*AVAILABLE DATA:*

** BEGIN **

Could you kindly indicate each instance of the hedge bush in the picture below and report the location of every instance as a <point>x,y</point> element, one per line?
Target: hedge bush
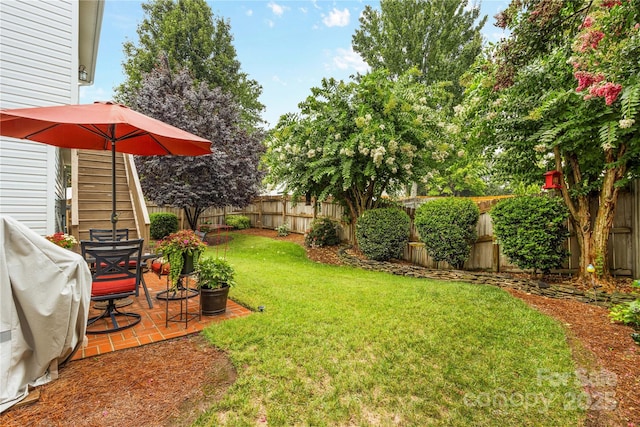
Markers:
<point>162,224</point>
<point>323,232</point>
<point>532,231</point>
<point>239,222</point>
<point>448,228</point>
<point>383,233</point>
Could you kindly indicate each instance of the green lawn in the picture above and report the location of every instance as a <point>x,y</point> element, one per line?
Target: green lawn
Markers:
<point>342,346</point>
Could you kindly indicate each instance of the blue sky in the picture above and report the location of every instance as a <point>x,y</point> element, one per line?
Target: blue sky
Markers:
<point>286,46</point>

** END **

*AIM OF THE TASK:* Put all the lines above into a numbered list, skipping any blank lines and leaving out the pictures.

*THE SOLUTION:*
1. Could you kindly indicate each instance of the hedge bush in the picture below and report the location of every instance as a <point>x,y</point> element, one per line?
2. Target: hedge bush
3. Markers:
4. <point>162,224</point>
5. <point>323,232</point>
6. <point>532,231</point>
7. <point>239,222</point>
8. <point>448,228</point>
9. <point>383,233</point>
10. Could you kindly indicate each instance of the green lawn in the picture above and report the location of every instance as a <point>x,y</point> element, one per line?
11. Target: green lawn
12. Markers:
13. <point>342,346</point>
14. Could you kindly indicate each instance of the blue sky in the picture above and report the location of every instance as a <point>x,y</point> element, one per line?
15. Target: blue sky
16. Markers:
17. <point>286,46</point>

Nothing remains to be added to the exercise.